**MATERIAL FOR THIS TASK**

━━━━━━━━━━━━━━━━

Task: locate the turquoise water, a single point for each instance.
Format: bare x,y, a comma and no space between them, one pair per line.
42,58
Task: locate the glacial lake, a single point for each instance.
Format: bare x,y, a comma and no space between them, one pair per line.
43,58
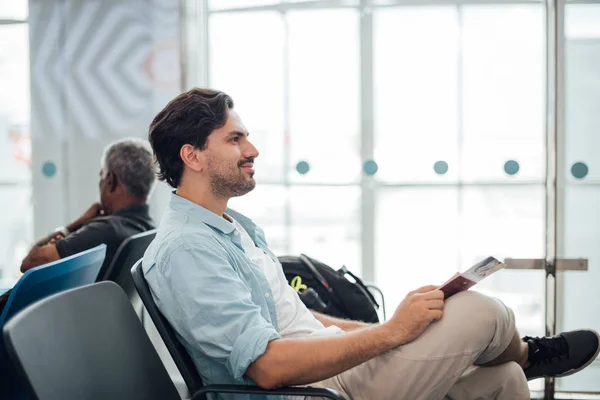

━━━━━━━━━━━━━━━━

**WHAT TO DO**
Pull every line with the word "point" from the data.

**REPLY TO THE EXERCISE**
Task: locate the turquoise water, a single point for each instance.
Task: locate the glacial lake, a single point for each instance.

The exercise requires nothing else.